The task ▸ The answer must be an exact copy of the records, with every picture removed.

========

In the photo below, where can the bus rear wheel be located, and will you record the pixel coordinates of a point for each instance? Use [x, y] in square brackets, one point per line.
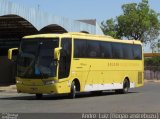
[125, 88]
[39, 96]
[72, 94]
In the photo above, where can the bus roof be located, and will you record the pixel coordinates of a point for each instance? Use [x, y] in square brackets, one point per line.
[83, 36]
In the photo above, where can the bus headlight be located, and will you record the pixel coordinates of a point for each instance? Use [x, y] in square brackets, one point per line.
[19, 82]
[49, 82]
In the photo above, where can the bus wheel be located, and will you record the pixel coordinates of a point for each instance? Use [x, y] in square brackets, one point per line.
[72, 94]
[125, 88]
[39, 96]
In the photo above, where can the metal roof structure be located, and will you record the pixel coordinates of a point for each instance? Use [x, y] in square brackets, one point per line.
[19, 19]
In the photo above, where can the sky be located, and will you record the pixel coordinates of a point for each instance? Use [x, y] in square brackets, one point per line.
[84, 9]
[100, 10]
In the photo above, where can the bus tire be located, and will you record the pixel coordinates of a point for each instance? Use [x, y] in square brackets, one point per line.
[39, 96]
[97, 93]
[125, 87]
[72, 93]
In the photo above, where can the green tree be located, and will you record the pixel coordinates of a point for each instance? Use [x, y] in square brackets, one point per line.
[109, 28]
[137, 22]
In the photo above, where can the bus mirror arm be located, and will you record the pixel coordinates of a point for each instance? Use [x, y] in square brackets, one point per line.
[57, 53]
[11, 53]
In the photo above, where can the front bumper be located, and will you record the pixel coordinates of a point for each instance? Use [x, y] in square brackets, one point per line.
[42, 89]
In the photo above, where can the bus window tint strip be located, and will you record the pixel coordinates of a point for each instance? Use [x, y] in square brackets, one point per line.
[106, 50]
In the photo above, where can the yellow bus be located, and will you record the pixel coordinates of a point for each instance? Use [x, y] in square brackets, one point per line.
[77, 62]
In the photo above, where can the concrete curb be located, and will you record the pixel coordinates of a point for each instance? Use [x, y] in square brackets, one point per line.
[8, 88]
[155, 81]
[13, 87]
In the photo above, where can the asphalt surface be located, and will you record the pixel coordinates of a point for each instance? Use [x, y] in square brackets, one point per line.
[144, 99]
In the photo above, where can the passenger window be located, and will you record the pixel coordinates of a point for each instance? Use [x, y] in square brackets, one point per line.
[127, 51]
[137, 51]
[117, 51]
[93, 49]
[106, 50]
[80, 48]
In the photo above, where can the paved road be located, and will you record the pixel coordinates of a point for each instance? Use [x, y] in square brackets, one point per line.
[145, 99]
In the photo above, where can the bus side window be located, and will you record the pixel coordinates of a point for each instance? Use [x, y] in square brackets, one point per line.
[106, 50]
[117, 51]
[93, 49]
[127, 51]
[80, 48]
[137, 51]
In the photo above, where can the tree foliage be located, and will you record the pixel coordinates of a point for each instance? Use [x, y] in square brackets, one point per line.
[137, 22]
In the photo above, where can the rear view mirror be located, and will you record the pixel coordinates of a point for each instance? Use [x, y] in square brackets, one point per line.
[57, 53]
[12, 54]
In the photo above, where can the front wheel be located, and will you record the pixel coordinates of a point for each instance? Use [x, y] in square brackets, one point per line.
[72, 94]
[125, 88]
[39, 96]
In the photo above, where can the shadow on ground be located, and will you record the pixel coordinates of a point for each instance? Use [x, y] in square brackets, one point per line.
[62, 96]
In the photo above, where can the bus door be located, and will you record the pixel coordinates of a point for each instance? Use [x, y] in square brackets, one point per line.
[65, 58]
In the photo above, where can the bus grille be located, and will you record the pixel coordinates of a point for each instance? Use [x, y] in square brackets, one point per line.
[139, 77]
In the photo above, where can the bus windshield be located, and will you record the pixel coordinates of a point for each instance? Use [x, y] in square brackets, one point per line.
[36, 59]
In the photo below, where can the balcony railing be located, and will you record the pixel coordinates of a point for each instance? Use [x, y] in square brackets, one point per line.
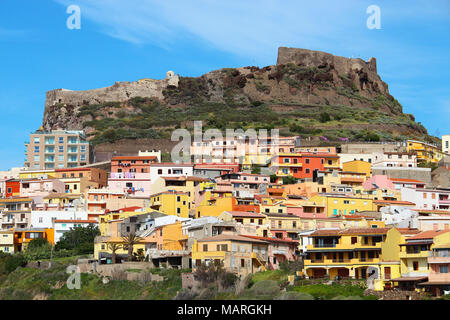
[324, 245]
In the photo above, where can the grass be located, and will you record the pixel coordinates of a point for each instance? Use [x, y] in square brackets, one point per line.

========

Result for this task ▸
In the photo below, where can the bus rear wheel be located, and will you record the pixel coordinates of a point for each instance? Use [x, y] in square brackets, one point per line.
[125, 88]
[39, 96]
[72, 94]
In the photo above, where can the bus roof be located, and will you record the pixel coordinates of a point for each instance? Use [x, y] in square brackets, one point per line.
[83, 36]
In the photo above, where can the bus headlight be located, and will you record the pixel coordinates of a point for each instance? Use [x, y] in square brackets, one point per line.
[19, 82]
[49, 82]
In the photo above, where can the bus wheel be located, and will you record the pixel coordinates of a point for each instance? Use [x, y] in square brackets, one point per line.
[72, 94]
[125, 88]
[39, 96]
In the photo above, where can the metal roof structure be located, and will you record the pixel coordinates of a point for each instance? Use [x, y] in square brackets, one point per line.
[19, 19]
In the photo above, where can the sky be located, and will you record the pixel coordinates of a point for each instance? Use [x, y] in square brackets, one point per line.
[84, 9]
[100, 10]
In the photo above, where can the bus tire be located, and will you record the pixel coordinates of a point for each instance? Use [x, y] in square brackets, one point per line.
[39, 96]
[97, 93]
[125, 87]
[72, 93]
In the photo above, where can the green tree be located, and will you record the pixel coordinates of a point for each instance? Use [x, y] in square brackets, one point per line.
[109, 28]
[137, 22]
In the photo above, where can the bus mirror arm be located, and will you record the pixel coordinates of a point for each instance? Use [x, y] in square brackets, one point per line.
[57, 53]
[11, 53]
In the photo above, where can the front bumper be located, and will you record the pixel coordinates of a point for each instance? Use [x, y] in square brackets, one point per line.
[42, 89]
In the photo above, where can the bus window tint strip be located, and will you record the pixel coordinates of a point for each instance? Use [x, y] in square brackets, one point per line.
[106, 50]
In the photo above, where can the yellow bus be located, and will you record the pixel coordinates of a point for each instance? Use [x, y] in square brackets, one point per line.
[77, 62]
In the photo above, where can the concrete curb be located, and will you record the pixel coordinates of a point for each instance? Use [x, y] in square brackets, one point per line.
[8, 88]
[155, 81]
[13, 87]
In the photo above, where can the asphalt surface be located, and will you record the pixel coordinates of a point for each instance? Use [x, y] in square brackets, one point per line.
[144, 99]
In the photo above, where can the passenger window be located, and will you record the pixel coordinates of a point for each instance? Use [x, y] in square brackets, one point per line.
[127, 51]
[137, 51]
[117, 51]
[93, 49]
[106, 50]
[80, 48]
In the photo above, where can the paved road be located, and will you record the pixel coordinates of a point for each instance? Use [x, y] in square brackets, one point per line.
[145, 99]
In the photo above, where can the bus side window be located, and will you record the pixel coordinates of a point for each instance? Use [x, y] in square brackets, one point per line.
[106, 50]
[117, 51]
[93, 49]
[127, 51]
[80, 48]
[137, 51]
In the photo above, where can the tree foliage be located, and will you record the pixel coordinates of a point for each instance? Use [x, y] in square brackets, one point per line.
[137, 22]
In the photo above, where can the rear view mirror be located, and will you record the pixel coordinates of a point for each instance? Use [x, y] in square brackets, one point per line.
[57, 53]
[12, 54]
In the photo above, where can the front wheel be located, and will you record the pixel coordinates of a point for each instance? Use [x, y] in square brackets, one point per line.
[72, 94]
[125, 88]
[39, 96]
In the photo above, where can the shadow on ground be located, and will you record the pixel coordinates of a point for each instance? Use [x, y] in square brackets, one point per line.
[62, 96]
In the photo above, where can the bus door be located, and will you record the pixel coordinates of a point for each instance? Use [x, y] in square brackets, one point per line.
[65, 58]
In the photo above, where can the bus grille be located, and will you record the pixel coordinates of a point for each instance? Use [x, y] in square brackets, one point per line.
[139, 77]
In the photo above, where can the bus windshield be located, and will you record the pixel coordinates of a point for each instance? Use [x, y] in square brackets, one point per line.
[36, 59]
In the photo below, where can the balcony railing be located, and will you record the pixel coordinates of a point for each instance? Use [x, y] in square brackets, one point per line.
[324, 245]
In the photo above, where can the grass be located, and will you record the pixel coordinates of a point for each instance? Use [x, y] in square brackets, one point per line.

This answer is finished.